• [Required work]:
(1) According to the GDPR web scraping guide, what fine did the Polish data protection authority impose in March 2019?
(2) Extract the passage of the GDPR web scraping guide from "The Polish data" to "of the case.", copying it word for word.

• [Reading text]:

Your scraper hits a public jobs page, pulls names, email addresses, and employer histories at scale, and lands them in a database for outreach. The data was public. The site had no login wall. You respected robots.txt. By almost any intuitive reading, you’ve done nothing wrong.
Then a data protection authority opens an investigation.
This is the gap that trips up data teams, growth engineers, and market intelligence platforms every year. GDPR compliance for web scraping is not about whether data was public. It’s about whether you had a lawful basis for processing it, whether you minimized what you collected, and whether the people whose data you hold can exercise their rights. The rules apply whether you scraped a profile from a gated platform or a register that any government website makes freely available.
This guide covers how GDPR actually regulates web scraping: the lawful bases available, the enforcement cases that define what “compliance” means in practice, and the technical and documentation steps your pipeline needs before you collect a single personal data field at scale.
Why “publicly available” doesn’t exempt you from GDPR
GDPR defines personal data broadly: any information relating to an identified or identifiable natural person. That covers names and email addresses obviously, but also IP addresses, job titles combined with employer names, profile photos, and any combination of fields that together let you single out an individual.
The critical point that catches teams off guard is that a field being publicly accessible does not remove it from GDPR’s scope. A name appearing on a public company register is still personal data. A LinkedIn profile URL is personal data. An aggregate page view count is not.
The Polish data protection authority’s first GDPR fine made this concrete. In March 2019, a firm was fined 220,000 euros for scraping over six million Polish citizens’ business contact details from a public commercial register and using them for commercial services, without meeting the Article 14 notification obligation that applies when you collect personal data from a source other than the data subject themselves. The data was genuinely public. The fine was genuine too, per GDPR.eu’s tracking of the case.
Six years later, the enforcement logic has only hardened. In December 2024, France’s CNIL fined a data scraping company 240,000 euros specifically for scraping LinkedIn contact details from users who had restricted their profile visibility to first- and second-degree connections. The fine confirmed a principle the regulation has always contained but enforcement has now made undeniable: exceeding the reasonable expectations of individuals whose data you process is itself a GDPR violation, even when no login wall was bypassed. The CNIL’s published decision is available on their site.
The only lawful basis that works at scraping scale
Under Article 6 GDPR, you need a lawful basis before processing any personal data. For web scraping, three bases exist in theory. Two fail in practice at scale.
Consent (Article 6(1)(a)) requires a clear affirmative act from each individual before you collect their data. You can’t get consent from millions of people before scraping them. The European Data Protection Board’s Opinion 28/2024 on AI training data explicitly confirmed this: consent is “unlikely to serve as a valid legal basis for web scraping due to the large-scale data collection and the difficulty of identifying whose data will be scraped.”
Contractual necessity (Article 6(1)(b)) applies when processing is necessary to perform a contract with the data subject. There’s no contract between a scraper and the people whose data it collects. This basis doesn’t apply.
Legitimate interest (Article 6(1)(f)) is the only viable route, and it is a route, not a shortcut. This basis allows processing when you have a genuine, specific interest that isn’t overridden by the individuals’ rights and freedoms. It requires documented justification before you start, and ongoing accountability after. In June 2025, France’s CNIL confirmed this in published guidance, building on EDPB Opinion 28/2024: scraping is not inherently prohibited under GDPR, but legitimate interest is conditional on strict necessity and proportionality.

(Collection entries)
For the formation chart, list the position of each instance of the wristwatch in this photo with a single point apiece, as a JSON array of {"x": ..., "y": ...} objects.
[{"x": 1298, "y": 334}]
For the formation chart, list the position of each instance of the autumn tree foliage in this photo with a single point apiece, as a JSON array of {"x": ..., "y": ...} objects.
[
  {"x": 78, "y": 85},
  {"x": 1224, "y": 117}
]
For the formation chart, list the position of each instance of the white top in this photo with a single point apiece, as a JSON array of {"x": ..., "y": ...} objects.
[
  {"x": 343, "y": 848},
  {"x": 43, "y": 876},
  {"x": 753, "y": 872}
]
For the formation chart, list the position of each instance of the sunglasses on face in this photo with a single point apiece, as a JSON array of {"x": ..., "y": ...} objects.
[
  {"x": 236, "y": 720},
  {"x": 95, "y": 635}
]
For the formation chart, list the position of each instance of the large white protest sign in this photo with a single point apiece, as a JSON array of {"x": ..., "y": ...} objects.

• [Answers provided]:
(1) 220,000 euros.

(2)
The Polish data protection authority’s first GDPR fine made this concrete. In March 2019, a firm was fined 220,000 euros for scraping over six million Polish citizens’ business contact details from a public commercial register and using them for commercial services, without meeting the Article 14 notification obligation that applies when you collect personal data from a source other than the data subject themselves. The data was genuinely public. The fine was genuine too, per GDPR.eu’s tracking of the case.